- [Assignment 1]
Repeat, word for word, the part of the travel-shots text starting with "Ooo-kay . ." and going on through "of my mind?".
- [Assignment 2]
Carry on the travel-shots text after its final sentence.

- [Study text]
☆ ☆ ☆ ☆ ☆ ☆ ☆

The other day I went to the doctor to get some shots for my upcoming trip to India (Pulao and I leave Xmas day for a long vacation to her parents’ homestead in Delhi). Although there’s not much risk of malaria in Delhi, my doc says its pretty standard to take some kind of malarial prophylaxis when visiting India. OK, I say.
“There’re two drugs that are good. A cheap one with side effects, and an expensive one with none.”
This sounds to me like the intro to a parable, or a joke. “What are the side effects for the cheap one?” I say.
“Well, some people have gastro-intestinal problems. And some people go batty in the head.”
Ooo-kay . . .That’s the medical term, I’m guessing. From the Latin “batum”.
The expensive one, I find out — the sans-insanity one — is five bucks a pill. And you take one a day for a month. (For the math-addled or lazy, that’s $150). The cheap ones are only $20 for a month’s supply. I guess you can’t expect a prescription drug to keep you safe from malaria and psychosis for the price of a large pizza.
How much am I willing to pay for my peace of mind? You know, literally? Or all the pieces of my mind?
In other medical news, I got a couple of shots-in-the-arm vaccines, but also an oral one for typhoid. “This is a live, weakened strain of typhoid bacterium,” the doc said, holding up four pills. “So you have to take care of it. You have to take it on an empty stomach with lots of cool water, to make sure it lives long enough to get into your small intestines.”

☆ ☆ ☆ ☆ ☆ ☆ ☆

- [Material supplied]
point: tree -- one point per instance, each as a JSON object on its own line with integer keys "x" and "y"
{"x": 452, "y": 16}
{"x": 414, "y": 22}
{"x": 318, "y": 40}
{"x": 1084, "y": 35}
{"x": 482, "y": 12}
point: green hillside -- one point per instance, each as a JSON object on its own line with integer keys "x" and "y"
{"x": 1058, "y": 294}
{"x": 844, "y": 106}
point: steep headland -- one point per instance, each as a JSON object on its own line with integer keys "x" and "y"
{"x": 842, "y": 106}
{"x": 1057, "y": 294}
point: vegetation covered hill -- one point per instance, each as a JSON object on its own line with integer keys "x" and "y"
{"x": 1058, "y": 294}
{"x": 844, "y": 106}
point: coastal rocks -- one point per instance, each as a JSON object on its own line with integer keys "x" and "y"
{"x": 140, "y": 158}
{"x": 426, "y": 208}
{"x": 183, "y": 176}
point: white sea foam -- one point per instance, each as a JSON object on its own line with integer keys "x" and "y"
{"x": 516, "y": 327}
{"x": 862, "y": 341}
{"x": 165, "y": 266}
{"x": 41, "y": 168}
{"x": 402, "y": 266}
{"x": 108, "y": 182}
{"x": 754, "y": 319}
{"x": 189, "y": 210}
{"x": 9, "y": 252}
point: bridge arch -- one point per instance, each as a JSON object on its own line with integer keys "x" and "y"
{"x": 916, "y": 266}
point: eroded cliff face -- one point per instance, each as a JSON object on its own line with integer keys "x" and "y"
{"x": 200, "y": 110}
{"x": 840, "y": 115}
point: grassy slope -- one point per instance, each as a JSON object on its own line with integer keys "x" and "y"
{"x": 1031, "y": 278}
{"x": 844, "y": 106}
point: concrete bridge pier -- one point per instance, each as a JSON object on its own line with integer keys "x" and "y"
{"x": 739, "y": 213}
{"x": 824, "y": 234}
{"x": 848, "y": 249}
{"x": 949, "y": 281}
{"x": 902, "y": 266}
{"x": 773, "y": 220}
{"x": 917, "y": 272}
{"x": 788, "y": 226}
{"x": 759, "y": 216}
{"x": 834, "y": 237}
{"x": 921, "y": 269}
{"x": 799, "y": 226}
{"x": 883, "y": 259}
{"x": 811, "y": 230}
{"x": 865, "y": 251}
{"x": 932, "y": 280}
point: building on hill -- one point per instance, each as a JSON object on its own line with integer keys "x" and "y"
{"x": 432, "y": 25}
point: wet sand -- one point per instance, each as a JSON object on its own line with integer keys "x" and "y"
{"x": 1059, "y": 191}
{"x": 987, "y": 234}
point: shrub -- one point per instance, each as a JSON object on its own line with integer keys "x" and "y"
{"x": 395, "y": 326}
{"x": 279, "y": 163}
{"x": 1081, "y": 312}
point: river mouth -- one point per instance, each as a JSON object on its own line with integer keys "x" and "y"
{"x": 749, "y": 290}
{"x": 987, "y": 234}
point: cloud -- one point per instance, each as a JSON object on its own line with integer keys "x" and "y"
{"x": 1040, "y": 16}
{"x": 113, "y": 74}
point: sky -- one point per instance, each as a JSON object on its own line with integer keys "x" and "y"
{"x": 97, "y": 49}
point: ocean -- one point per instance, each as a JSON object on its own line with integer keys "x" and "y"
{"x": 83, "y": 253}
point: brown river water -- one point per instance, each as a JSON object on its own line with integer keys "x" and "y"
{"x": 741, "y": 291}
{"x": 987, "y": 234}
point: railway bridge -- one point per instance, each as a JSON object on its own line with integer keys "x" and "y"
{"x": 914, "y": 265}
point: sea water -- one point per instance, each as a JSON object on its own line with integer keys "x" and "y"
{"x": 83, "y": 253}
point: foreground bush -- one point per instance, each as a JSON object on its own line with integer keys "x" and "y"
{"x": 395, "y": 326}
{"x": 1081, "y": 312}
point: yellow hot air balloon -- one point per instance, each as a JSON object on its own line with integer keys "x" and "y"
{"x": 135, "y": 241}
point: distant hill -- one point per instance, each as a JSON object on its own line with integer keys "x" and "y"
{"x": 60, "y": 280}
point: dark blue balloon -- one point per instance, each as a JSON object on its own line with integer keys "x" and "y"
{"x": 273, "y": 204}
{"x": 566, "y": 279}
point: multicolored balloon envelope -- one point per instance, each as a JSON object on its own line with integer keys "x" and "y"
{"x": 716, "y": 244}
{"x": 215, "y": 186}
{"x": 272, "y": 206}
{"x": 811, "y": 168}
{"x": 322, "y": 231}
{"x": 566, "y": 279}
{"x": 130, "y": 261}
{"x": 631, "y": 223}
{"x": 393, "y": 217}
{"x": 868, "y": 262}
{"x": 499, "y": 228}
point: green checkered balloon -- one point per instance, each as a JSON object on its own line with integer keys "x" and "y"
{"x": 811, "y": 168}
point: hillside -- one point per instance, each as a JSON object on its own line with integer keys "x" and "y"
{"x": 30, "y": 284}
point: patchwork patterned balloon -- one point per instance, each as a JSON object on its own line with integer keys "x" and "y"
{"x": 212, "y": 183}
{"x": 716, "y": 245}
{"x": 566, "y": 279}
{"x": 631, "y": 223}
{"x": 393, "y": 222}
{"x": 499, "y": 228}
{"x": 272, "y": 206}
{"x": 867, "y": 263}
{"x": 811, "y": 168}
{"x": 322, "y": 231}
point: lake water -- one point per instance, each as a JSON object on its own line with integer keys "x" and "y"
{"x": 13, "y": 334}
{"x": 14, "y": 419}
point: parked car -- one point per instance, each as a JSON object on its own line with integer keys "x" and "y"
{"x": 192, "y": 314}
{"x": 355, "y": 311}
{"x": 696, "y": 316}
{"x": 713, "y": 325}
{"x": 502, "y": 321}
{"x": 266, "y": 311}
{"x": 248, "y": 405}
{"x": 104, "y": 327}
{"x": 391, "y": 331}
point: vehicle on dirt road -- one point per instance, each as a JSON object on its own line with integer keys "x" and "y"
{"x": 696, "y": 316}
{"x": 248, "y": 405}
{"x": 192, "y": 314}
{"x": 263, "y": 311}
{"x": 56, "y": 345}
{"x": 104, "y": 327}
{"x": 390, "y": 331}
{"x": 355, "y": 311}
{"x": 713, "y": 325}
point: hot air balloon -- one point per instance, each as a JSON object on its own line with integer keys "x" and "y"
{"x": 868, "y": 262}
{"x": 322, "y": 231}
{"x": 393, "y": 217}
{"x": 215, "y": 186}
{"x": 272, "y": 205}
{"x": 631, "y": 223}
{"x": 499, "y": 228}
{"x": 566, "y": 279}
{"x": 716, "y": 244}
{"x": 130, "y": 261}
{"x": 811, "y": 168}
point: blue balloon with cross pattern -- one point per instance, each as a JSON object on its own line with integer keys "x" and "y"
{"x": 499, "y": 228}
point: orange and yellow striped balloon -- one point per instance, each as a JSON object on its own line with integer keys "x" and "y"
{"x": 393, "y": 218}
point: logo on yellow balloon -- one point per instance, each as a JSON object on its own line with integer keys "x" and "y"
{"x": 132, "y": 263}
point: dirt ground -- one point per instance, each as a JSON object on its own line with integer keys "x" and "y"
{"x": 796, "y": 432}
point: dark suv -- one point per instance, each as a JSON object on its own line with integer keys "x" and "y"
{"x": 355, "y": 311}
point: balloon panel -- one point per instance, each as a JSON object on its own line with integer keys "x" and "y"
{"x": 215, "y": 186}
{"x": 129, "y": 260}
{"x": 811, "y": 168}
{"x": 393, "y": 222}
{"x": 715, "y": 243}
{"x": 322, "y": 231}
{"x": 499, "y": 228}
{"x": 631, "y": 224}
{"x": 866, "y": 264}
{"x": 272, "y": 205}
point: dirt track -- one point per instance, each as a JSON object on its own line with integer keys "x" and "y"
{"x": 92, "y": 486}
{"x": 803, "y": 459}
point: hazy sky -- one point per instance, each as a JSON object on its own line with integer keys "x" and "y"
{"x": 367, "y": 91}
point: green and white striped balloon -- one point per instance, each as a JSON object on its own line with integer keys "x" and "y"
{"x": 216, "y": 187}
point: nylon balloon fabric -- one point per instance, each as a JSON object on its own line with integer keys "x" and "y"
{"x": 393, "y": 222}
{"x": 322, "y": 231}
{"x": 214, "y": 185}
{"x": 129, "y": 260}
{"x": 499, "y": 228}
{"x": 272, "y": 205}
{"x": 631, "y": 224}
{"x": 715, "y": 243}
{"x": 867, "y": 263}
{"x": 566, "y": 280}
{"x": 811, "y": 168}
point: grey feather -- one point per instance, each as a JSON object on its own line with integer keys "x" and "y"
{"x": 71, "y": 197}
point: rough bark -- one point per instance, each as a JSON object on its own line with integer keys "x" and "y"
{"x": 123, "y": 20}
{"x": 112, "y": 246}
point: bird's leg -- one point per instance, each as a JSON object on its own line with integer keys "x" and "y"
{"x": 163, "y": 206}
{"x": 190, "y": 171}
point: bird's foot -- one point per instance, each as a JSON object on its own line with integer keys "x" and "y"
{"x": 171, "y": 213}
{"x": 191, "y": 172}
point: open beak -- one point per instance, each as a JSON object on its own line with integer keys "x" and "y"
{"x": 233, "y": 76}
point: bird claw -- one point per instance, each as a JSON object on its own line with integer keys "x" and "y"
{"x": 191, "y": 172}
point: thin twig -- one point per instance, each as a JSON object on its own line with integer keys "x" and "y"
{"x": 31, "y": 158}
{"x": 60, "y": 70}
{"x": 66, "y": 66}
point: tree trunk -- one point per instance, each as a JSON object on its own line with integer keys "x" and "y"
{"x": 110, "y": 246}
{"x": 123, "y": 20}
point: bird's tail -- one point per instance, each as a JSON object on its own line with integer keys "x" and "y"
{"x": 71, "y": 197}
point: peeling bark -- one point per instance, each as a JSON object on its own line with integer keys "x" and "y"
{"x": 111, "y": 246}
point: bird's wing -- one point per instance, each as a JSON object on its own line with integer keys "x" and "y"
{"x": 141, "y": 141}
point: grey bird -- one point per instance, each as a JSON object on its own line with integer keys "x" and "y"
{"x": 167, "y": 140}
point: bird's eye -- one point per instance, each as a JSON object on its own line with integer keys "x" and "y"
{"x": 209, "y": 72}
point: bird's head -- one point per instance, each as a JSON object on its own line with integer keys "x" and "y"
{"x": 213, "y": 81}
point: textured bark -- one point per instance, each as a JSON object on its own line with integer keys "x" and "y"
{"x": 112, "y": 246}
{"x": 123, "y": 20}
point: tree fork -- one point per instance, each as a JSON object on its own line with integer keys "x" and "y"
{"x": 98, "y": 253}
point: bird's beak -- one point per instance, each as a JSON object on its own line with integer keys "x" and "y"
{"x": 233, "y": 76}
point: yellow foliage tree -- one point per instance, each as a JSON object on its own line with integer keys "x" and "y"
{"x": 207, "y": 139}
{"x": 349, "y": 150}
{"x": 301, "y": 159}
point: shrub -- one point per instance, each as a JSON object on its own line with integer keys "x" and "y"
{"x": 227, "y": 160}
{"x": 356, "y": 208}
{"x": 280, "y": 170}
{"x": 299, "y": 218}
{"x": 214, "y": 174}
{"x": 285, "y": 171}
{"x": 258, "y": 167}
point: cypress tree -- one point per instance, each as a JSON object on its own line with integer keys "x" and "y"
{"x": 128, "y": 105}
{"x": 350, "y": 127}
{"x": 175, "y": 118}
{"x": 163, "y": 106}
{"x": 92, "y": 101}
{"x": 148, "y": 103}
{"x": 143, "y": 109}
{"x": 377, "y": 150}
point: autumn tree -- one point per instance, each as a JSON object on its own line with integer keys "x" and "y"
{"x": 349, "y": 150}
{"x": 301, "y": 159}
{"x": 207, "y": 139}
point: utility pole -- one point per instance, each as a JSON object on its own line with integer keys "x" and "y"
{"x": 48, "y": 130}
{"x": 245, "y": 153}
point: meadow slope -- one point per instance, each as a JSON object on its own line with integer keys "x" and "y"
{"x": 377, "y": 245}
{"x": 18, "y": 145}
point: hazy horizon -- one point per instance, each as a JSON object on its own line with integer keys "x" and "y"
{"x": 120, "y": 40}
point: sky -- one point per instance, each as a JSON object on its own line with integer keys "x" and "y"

☆ ☆ ☆ ☆ ☆ ☆ ☆

- [Answer area 1]
Ooo-kay . . .That’s the medical term, I’m guessing. From the Latin “batum”.
The expensive one, I find out — the sans-insanity one — is five bucks a pill. And you take one a day for a month. (For the math-addled or lazy, that’s $150). The cheap ones are only $20 for a month’s supply. I guess you can’t expect a prescription drug to keep you safe from malaria and psychosis for the price of a large pizza.
How much am I willing to pay for my peace of mind? You know, literally? Or all the pieces of my mind?

- [Answer area 2]
Are you sure, Doc, that we want typhoid flourishing in my intestines? You know, if I took it on a full stomach, and the typhoid died, would that be so bad?
As a person who is already pretty batty, without medications, I tell you — it was hard for me to swallow that prescription typhoid. I wanted to wash my hands after I touched the pill but, you know, that would have been crazy.
4 Responses to Sanity v. Money
FYI, “batty” actually comes from the Latin “Baetum” which means “a desire to ingest known bacteria while under the influence of a white coat.”
What… and nothing for Bird Flu? Don’t tell me you opted for the cheaper consultancy programme instead of the more expensive “all disease warning” one…
Too bad you’re on medication. Typhoid’s a lot of fun actually. I was treated for it 5 years ago when I actually had Viral Fever. Pretty weird 3 weeks of my life. Anyway you have a shot at making it to the list below ( courtesy Wikipedia….. you may also want to read how typhoid is transmitted…. please wash your hands before we meet.)
Famous typhoid victims
* Alexander the Great
* Archduke Karl Ludwig of Austria
* Franz Schubert
* Margaret Breckenridge, highest-ranking Army nurse under Ulysses S. Grant
* Evangelista Torricelli
* Benjamin Harrison’s wife Caroline
* Robert E. Lee’s daughter Annie
* Mary Henrietta Kingsley
* Herbert Hoover’s father and mother
* Mark Hanna
* William McKinley’s daughter Katherine
* Wilbur Wright
* Will Rogers
* Leland Stanford, Jr.
* William T. Sherman’s father
* Albert of Saxe-Coburg-Gotha, British prince consort, Queen Victoria’s husband
* Ann Rutledge, alleged fiancée of Abraham Lincoln
* William Wallace Lincoln, third son of President Abraham Lincoln and Mary Todd Lincoln
* Tad Lincoln, fourth and youngest son of President Abraham Lincoln and Mary Todd Lincoln
* Stephen A. Douglas
* Louis Pasteur’s daughters Cecile and Jeanne
* President John Adams’s wife Abigail Adams
* K.B. Hedgewar, founder of Rashtriya Swayamsewak Sangh
* General Stonewall Jackson’s mother, father and daughter
* John Buford
* Charles Darwin’s daughter Annie
* Joseph Lucas
* Ignacio Zaragoza
* Dr. John Hamish Watson A Study in Scarlet, by Arthur Conan Doyle.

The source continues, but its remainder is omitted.